#### Source passage
Software Testing vs Scientific Rigour

The CoViD-19 global pandemic has thrust modelling and analysis into the public eye in a way rarely seen before. One particular example is the CoViD model developed by MRC-IDE, which was a contributor to the UK response to the pandemic. The research team behind this model published their code on GitHub. As might be expected when code is reviewed by new people, some new issues or concerns were raised. However one particularly controversial issue was this one which was so concerned about issues with the code that they demanded that any research associated with it be retracted, and its use for guiding public policy was bad. The flurry of comments in this ticket gives a view on how three different professions perceive quality and rigour: scientific researchers, software engineers and professional analysts.

At the time of writing this issue has been frozen, but is still available to read. I haven’t looked into the code, and wouldn’t know enough about C++ development to form my own opinion anyway. It’s also worth saying that software engineering and development is famous for its religious wars , so the opinions offered in the issue may be strongly held, but not universally accepted.

In this post I’ve tried to pick out some of the themes that different professions seemed to bring up. I’ve also tried to naively characterise or generalise each of the three professions to help give context to why they might be particularly concerned about a particular area of development.
########
#### Given entries
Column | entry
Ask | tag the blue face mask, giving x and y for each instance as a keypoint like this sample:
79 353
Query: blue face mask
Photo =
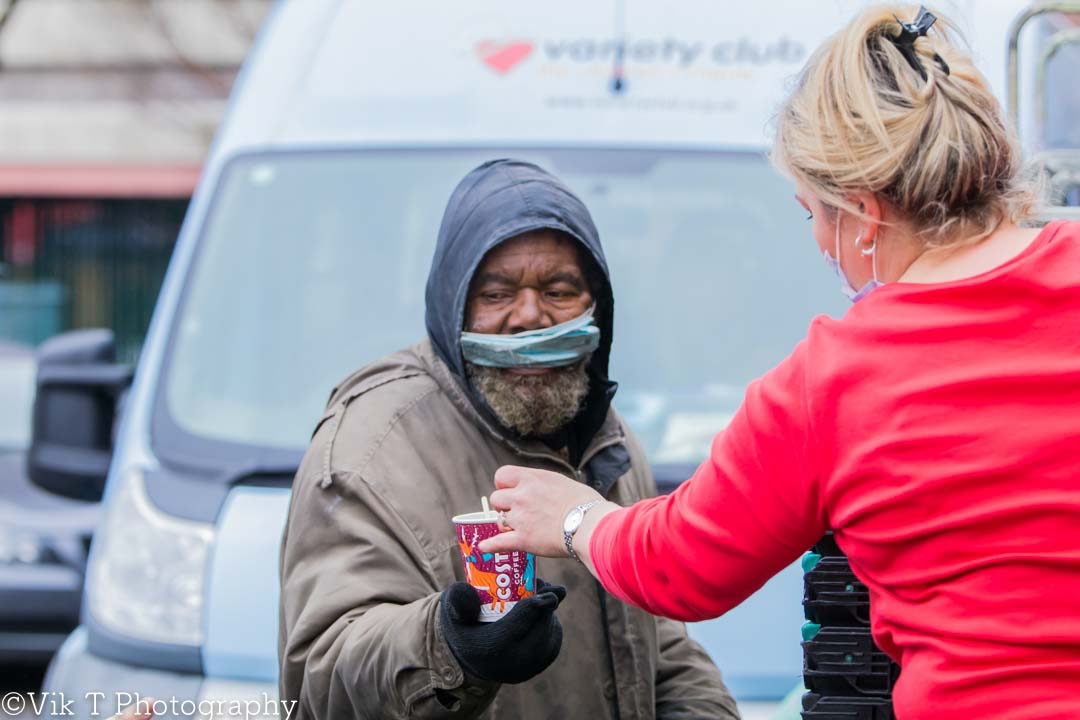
846 286
551 347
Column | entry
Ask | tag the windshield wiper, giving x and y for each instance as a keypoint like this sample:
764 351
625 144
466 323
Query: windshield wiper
258 473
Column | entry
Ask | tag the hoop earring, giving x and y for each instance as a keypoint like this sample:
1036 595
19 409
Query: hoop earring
865 250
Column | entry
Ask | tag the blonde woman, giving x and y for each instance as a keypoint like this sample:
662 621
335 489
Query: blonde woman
935 426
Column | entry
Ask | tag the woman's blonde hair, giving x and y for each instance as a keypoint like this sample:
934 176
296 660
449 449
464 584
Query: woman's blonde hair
863 118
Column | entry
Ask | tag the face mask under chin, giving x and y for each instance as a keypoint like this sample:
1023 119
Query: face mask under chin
532 405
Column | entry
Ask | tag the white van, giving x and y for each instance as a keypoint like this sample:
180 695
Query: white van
305 253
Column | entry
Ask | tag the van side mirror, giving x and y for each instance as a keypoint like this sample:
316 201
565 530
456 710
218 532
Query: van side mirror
75 409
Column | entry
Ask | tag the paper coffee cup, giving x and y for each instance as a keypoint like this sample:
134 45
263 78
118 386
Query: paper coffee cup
501 579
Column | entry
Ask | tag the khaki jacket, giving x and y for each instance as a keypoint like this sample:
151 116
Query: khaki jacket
369 546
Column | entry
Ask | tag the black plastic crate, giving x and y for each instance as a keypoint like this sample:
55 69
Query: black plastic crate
832 594
845 661
818 707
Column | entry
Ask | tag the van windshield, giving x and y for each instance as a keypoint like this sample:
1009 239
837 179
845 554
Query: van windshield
312 265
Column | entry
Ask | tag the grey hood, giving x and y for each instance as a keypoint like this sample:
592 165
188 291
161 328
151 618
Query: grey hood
497 201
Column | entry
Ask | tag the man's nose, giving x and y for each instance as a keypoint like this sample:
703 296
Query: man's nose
528 313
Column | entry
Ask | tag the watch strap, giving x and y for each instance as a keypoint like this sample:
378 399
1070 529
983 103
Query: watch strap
568 537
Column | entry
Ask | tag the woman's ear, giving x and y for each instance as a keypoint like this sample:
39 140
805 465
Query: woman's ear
872 212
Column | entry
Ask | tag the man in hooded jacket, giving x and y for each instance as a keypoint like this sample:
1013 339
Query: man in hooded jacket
375 622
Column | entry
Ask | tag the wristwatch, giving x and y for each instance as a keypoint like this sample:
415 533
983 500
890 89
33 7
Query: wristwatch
571 522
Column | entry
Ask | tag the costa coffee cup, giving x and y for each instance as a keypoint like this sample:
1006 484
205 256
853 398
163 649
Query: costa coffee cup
501 579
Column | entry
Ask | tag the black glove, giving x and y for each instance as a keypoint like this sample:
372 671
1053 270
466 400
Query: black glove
511 650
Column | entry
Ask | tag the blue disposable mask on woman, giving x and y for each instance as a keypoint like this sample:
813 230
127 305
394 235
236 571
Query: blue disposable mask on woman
551 347
846 286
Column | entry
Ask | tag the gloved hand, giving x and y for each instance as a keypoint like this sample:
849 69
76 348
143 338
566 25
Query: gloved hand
514 649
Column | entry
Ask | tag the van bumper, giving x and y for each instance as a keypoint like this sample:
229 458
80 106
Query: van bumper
91 688
39 606
95 687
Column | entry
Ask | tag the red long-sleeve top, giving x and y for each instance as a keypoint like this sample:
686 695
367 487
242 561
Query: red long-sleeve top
936 429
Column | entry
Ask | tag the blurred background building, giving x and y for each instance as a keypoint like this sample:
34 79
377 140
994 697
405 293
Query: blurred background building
107 109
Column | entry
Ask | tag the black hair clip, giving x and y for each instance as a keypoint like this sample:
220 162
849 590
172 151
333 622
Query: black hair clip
912 31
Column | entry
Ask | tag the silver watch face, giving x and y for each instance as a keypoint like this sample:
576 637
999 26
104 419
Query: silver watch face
572 520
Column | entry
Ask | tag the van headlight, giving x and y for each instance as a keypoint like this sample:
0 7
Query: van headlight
148 572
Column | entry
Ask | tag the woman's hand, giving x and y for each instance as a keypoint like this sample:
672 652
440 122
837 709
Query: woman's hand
536 503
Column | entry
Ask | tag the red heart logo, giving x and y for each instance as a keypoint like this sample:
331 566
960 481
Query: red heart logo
503 56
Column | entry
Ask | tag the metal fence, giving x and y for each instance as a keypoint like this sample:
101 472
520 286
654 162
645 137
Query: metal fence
75 263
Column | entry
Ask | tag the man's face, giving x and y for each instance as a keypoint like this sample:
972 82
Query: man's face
528 283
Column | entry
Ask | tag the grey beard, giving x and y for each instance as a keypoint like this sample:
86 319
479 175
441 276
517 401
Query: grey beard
532 405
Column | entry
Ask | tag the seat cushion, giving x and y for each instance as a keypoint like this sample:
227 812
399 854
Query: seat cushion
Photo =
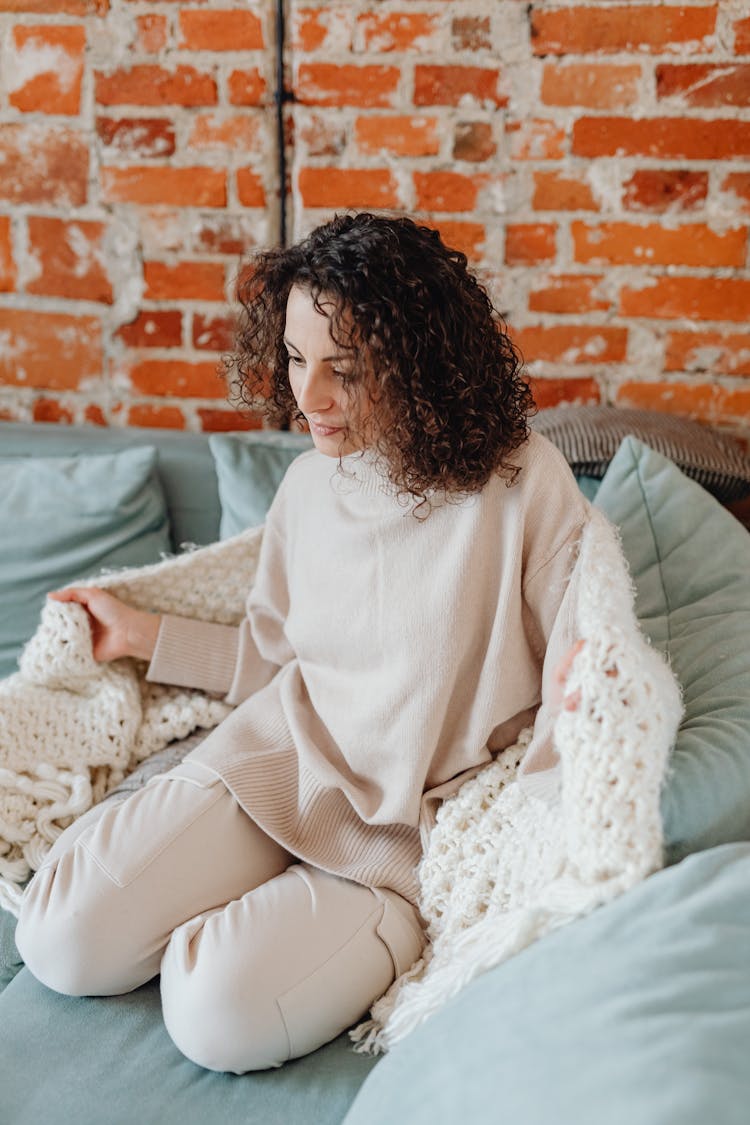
690 564
639 1013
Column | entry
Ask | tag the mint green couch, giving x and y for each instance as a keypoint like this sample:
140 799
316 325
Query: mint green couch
639 1014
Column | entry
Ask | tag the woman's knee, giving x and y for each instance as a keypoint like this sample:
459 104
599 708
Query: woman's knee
216 1019
60 939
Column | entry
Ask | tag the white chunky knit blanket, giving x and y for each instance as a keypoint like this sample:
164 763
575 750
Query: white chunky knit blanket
509 857
71 729
513 857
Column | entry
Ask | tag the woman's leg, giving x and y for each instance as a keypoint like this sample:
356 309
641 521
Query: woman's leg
283 969
98 915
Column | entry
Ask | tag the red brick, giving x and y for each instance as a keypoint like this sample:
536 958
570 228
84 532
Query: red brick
654 28
527 243
629 244
451 86
7 263
692 297
183 281
473 141
666 137
246 88
151 33
50 350
397 30
213 420
238 133
471 33
309 28
704 403
161 329
742 36
552 392
463 235
251 191
178 377
597 86
213 333
136 136
50 410
95 415
572 343
333 84
48 63
56 7
659 190
70 258
228 29
572 293
178 187
150 84
536 140
161 417
224 234
556 191
348 187
705 84
450 191
738 183
712 352
43 164
404 135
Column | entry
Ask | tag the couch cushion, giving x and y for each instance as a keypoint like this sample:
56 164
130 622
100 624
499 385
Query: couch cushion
639 1013
109 1060
250 468
590 435
690 564
68 518
183 464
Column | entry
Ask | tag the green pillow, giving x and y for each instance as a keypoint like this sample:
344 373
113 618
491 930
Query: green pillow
690 564
109 1061
250 467
636 1015
65 518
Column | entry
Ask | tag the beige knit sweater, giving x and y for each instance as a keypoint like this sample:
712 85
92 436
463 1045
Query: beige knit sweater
383 657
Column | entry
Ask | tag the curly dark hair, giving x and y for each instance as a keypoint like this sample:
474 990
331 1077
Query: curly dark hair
450 404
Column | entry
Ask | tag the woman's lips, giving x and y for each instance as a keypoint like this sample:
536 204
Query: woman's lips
325 431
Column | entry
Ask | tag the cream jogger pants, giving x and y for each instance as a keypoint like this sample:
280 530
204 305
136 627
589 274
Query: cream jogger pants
262 957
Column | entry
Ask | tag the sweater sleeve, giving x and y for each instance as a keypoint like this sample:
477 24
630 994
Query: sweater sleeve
228 660
220 659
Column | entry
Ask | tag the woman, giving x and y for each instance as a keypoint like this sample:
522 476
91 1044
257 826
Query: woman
406 608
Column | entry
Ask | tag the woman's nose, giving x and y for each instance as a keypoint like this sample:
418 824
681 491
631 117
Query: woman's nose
315 390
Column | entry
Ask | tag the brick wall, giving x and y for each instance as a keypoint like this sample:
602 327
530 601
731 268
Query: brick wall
592 159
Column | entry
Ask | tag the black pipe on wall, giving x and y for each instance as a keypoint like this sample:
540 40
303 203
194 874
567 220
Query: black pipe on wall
281 96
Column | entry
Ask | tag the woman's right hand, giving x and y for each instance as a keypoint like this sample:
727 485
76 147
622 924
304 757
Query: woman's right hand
116 629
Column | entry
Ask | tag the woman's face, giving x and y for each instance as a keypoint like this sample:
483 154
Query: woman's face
318 370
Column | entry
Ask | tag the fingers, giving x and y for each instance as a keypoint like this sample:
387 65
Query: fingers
562 671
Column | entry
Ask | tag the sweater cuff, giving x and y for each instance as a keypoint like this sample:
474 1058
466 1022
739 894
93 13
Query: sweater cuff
195 654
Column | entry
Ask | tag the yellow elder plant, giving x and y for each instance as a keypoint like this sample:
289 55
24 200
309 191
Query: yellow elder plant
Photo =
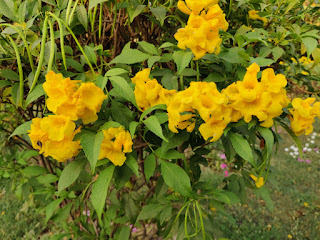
134 137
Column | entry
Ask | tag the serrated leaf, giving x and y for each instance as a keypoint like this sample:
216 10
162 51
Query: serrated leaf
34 171
242 147
93 3
52 207
176 178
154 126
149 166
132 128
22 129
123 88
132 163
159 12
100 189
150 211
182 59
91 144
130 56
37 92
310 43
148 47
70 173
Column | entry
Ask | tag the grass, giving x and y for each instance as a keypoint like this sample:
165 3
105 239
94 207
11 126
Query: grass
295 191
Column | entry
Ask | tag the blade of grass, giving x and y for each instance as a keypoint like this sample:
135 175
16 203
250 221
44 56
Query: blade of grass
43 42
15 47
51 46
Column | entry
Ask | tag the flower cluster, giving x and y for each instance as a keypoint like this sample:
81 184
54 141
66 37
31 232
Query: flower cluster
66 97
115 144
303 115
253 14
242 99
149 93
264 99
53 136
201 33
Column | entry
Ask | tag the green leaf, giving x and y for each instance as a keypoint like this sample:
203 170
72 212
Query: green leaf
123 88
9 10
215 77
150 211
4 83
100 189
22 129
159 12
93 3
277 52
82 16
91 144
132 163
125 233
149 110
182 59
154 126
130 56
115 72
9 74
52 207
148 47
268 137
34 171
262 62
293 136
70 173
133 12
149 166
152 60
242 147
37 92
91 54
176 178
132 128
310 43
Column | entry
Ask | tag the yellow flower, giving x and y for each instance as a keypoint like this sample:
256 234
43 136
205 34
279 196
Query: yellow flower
115 144
303 115
53 136
89 100
201 33
195 6
259 182
65 97
149 93
253 14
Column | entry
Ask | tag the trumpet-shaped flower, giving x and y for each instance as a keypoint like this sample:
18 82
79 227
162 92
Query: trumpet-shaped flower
53 136
115 144
70 98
########
According to the passage on software testing and scientific rigour, which three professions' views of quality and rigour are shown by the comments in the ticket?

• _Response to this exercise_
Scientific researchers, software engineers and professional analysts.